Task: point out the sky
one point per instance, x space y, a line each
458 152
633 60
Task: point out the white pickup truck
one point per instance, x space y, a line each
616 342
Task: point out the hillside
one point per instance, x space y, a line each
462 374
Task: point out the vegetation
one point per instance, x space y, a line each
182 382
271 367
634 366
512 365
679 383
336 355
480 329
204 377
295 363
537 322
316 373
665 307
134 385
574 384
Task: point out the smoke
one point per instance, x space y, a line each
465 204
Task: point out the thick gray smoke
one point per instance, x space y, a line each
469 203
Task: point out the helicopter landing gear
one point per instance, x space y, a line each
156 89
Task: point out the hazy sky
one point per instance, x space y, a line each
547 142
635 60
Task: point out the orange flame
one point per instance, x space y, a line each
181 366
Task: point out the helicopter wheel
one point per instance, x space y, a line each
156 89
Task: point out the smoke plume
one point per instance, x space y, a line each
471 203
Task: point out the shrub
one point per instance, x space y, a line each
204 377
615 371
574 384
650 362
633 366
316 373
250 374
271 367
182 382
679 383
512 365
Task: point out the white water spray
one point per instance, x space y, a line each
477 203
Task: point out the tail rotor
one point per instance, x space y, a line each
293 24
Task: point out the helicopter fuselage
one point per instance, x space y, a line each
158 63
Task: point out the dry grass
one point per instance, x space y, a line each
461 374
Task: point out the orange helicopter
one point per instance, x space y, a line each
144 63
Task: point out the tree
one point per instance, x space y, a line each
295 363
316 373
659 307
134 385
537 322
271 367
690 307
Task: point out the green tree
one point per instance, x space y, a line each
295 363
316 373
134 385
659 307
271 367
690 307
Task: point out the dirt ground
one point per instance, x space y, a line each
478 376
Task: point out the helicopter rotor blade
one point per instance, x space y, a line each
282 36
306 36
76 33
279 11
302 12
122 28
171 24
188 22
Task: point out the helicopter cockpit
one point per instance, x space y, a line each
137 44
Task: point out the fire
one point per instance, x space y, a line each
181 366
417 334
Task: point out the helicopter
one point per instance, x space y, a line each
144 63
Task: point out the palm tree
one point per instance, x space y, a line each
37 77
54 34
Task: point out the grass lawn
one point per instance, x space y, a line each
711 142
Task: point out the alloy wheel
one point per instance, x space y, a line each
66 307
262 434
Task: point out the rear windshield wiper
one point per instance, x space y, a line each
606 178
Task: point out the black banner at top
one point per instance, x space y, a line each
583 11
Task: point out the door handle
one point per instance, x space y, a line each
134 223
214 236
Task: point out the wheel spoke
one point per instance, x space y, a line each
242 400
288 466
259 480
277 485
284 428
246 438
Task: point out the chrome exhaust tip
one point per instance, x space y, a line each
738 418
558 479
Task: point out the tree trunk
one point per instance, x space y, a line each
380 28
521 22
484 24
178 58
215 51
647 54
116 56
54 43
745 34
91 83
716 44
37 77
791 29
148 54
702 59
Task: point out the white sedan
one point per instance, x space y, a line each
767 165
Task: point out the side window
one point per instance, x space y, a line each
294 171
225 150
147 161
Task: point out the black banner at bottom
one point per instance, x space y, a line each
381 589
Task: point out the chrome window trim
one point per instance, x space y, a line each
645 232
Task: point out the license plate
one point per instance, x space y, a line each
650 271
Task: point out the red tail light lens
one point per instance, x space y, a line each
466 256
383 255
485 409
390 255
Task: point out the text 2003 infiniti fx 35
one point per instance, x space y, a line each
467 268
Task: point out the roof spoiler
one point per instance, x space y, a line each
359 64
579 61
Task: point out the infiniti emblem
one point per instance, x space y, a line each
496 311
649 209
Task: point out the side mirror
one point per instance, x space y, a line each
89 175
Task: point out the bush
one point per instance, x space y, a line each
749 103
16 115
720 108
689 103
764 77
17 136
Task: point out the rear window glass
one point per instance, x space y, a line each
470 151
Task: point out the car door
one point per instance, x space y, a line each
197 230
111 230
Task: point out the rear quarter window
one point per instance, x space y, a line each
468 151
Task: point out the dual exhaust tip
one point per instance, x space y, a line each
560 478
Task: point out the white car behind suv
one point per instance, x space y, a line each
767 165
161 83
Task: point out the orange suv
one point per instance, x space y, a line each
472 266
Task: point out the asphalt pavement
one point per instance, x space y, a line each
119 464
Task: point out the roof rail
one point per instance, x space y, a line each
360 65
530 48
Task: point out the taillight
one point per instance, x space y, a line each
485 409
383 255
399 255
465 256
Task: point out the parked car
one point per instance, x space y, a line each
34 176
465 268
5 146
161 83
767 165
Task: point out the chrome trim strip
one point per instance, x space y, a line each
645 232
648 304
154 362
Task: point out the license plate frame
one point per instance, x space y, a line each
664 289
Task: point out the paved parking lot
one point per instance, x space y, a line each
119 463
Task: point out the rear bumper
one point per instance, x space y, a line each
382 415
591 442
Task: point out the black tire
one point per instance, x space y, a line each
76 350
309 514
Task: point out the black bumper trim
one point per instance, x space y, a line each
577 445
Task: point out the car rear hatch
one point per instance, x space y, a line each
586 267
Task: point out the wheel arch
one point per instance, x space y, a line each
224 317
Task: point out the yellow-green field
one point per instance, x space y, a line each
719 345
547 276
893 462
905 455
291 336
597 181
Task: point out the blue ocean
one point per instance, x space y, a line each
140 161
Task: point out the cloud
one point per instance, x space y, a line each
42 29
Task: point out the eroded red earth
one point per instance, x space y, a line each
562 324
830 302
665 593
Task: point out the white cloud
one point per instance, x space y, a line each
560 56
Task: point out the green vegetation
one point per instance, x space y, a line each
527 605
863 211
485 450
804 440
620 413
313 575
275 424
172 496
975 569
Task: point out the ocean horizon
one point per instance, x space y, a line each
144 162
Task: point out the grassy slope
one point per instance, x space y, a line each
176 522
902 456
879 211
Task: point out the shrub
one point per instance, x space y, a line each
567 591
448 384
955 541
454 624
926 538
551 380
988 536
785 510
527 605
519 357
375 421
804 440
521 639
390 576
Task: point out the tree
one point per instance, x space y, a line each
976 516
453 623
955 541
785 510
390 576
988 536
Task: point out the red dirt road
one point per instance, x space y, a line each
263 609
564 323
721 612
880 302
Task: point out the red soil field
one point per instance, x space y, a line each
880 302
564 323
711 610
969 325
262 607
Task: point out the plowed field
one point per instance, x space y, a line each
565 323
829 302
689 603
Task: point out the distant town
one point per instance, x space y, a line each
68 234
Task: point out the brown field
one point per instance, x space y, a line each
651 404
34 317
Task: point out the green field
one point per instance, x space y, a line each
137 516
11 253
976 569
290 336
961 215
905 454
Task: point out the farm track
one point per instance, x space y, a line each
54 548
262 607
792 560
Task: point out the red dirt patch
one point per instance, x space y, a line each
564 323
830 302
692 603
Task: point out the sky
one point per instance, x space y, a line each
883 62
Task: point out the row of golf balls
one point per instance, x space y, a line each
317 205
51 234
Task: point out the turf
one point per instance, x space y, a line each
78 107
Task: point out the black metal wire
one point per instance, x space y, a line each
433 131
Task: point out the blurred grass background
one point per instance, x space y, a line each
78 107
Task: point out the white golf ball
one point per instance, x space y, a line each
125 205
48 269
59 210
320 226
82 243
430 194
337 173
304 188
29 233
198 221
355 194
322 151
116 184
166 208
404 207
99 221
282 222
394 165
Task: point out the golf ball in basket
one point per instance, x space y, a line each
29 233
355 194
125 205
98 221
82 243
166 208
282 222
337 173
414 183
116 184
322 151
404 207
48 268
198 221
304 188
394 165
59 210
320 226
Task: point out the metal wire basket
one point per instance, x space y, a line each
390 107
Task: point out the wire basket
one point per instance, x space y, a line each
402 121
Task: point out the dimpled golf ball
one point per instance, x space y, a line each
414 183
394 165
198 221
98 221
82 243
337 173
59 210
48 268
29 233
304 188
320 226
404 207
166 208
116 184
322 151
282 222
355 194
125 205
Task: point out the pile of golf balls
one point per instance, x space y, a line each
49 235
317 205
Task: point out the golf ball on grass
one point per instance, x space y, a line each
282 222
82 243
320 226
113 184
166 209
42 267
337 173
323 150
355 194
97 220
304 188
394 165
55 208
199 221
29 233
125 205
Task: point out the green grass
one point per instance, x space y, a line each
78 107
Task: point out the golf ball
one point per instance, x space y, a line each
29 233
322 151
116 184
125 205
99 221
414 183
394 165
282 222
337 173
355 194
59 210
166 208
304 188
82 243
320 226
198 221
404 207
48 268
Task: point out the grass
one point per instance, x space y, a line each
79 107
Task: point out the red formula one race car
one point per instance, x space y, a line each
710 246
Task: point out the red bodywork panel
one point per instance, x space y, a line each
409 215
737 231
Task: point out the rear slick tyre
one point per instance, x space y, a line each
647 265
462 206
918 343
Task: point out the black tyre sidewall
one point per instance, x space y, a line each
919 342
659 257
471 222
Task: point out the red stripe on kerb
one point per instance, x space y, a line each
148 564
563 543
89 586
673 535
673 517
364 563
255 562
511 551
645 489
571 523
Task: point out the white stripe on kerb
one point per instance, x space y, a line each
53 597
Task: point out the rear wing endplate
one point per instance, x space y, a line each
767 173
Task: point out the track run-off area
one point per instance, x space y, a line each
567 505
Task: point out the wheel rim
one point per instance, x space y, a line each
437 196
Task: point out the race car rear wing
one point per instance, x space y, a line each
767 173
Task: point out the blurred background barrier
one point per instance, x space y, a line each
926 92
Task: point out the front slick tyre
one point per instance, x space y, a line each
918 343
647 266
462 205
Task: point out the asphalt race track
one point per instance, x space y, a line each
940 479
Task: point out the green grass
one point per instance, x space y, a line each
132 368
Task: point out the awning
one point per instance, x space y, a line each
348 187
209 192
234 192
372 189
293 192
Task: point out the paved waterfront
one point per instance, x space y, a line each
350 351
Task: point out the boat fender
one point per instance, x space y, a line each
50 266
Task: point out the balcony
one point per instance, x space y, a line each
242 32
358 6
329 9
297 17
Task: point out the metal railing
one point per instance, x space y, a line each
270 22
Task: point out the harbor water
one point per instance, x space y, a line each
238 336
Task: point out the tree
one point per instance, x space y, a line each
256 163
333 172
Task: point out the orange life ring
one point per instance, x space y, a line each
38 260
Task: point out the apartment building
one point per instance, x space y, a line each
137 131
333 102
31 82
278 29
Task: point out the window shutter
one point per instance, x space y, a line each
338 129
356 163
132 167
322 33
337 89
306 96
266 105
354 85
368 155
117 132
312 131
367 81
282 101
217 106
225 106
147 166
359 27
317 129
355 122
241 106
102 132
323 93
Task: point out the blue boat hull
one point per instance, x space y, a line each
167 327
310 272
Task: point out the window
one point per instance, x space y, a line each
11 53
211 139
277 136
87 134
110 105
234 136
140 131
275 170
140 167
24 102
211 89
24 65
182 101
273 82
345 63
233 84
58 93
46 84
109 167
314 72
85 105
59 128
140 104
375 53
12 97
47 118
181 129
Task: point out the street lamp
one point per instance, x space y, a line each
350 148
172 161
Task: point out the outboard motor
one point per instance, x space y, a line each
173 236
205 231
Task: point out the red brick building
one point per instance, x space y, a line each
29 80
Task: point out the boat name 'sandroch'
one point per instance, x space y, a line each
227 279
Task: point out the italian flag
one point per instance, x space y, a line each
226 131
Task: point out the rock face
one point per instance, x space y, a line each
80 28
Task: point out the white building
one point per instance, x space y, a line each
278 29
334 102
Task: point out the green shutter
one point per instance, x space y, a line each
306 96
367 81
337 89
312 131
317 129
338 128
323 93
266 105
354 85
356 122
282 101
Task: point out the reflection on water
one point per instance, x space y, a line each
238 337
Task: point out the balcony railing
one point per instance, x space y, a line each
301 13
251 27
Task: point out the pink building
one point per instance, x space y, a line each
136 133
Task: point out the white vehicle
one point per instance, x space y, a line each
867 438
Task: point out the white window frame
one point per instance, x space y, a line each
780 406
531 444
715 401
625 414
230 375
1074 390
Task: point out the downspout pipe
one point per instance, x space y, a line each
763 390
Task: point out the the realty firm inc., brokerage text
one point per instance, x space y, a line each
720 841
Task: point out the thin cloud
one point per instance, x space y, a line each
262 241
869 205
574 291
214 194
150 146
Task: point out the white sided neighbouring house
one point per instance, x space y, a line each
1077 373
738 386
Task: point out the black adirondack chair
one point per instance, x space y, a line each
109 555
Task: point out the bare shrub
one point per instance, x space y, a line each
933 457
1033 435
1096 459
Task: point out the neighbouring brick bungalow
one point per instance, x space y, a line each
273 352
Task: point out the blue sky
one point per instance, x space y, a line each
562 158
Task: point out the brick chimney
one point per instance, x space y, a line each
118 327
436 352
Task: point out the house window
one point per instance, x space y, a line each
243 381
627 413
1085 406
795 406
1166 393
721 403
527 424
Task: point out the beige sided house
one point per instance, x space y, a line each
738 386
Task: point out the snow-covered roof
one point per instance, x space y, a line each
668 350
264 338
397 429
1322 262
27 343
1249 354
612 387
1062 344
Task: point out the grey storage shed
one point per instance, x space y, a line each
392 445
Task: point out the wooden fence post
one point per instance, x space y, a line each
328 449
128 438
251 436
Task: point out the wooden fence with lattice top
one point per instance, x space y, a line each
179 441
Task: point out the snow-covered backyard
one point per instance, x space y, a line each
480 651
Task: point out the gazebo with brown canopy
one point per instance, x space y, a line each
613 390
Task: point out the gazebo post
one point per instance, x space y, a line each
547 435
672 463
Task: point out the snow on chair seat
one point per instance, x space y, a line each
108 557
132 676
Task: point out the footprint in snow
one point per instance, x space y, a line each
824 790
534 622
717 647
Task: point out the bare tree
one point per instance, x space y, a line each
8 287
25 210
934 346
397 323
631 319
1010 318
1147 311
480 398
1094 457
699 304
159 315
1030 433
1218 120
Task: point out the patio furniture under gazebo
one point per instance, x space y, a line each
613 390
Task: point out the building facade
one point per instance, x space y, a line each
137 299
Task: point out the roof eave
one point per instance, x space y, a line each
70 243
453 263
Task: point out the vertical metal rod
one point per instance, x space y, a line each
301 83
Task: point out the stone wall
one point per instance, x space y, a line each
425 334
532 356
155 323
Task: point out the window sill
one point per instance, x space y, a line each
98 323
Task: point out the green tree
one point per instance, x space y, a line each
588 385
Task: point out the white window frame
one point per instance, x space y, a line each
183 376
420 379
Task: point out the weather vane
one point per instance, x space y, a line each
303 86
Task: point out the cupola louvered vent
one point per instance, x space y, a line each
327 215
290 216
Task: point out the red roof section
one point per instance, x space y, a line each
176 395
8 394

* * *

What the task requires. Present the stretch of the data from the line containing "Task: point out the cupola louvered vent" through the end of the data as a Markdown table with the columns Row and Data line, omitting any blank lines.

Worked solution.
| Row | Data line |
|---|---|
| 1 | Task: point out the cupola louvered vent |
| 2 | one point per instance, x space y, a line each |
| 3 | 327 215 |
| 4 | 290 216 |
| 5 | Task: point out the red roof section |
| 6 | one point per instance, x space y, a line each |
| 7 | 176 395 |
| 8 | 8 394 |